::: Supplied data :::
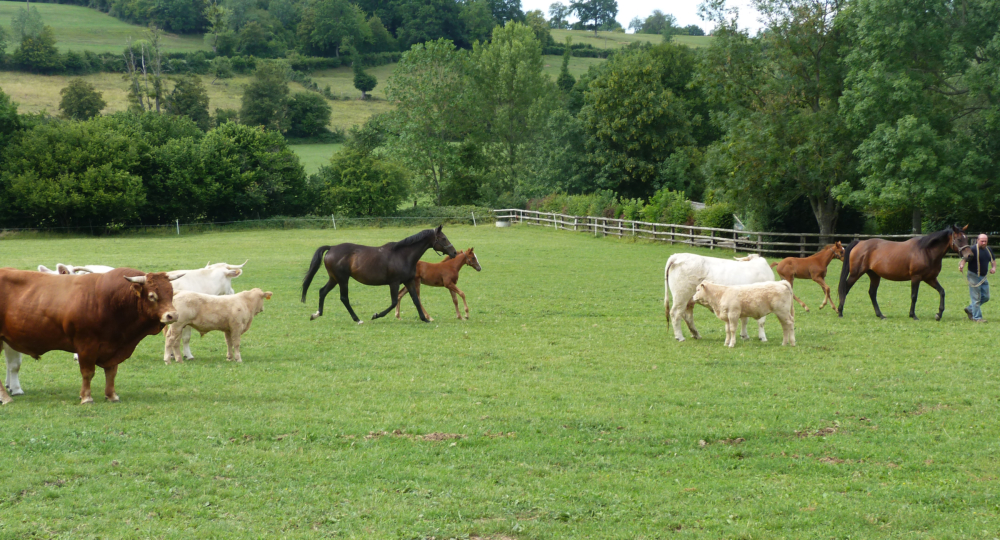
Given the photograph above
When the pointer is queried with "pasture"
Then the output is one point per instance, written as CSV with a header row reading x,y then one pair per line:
x,y
562,409
80,28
:::
What you should do: Reproduce every one of the records above word for word, omitting the pictures.

The solution:
Given the photograph above
When the pointer is queried with "pasture"
Then the output is one point per instance, written as CSV with a header row reading x,y then one pair per line:
x,y
562,409
80,28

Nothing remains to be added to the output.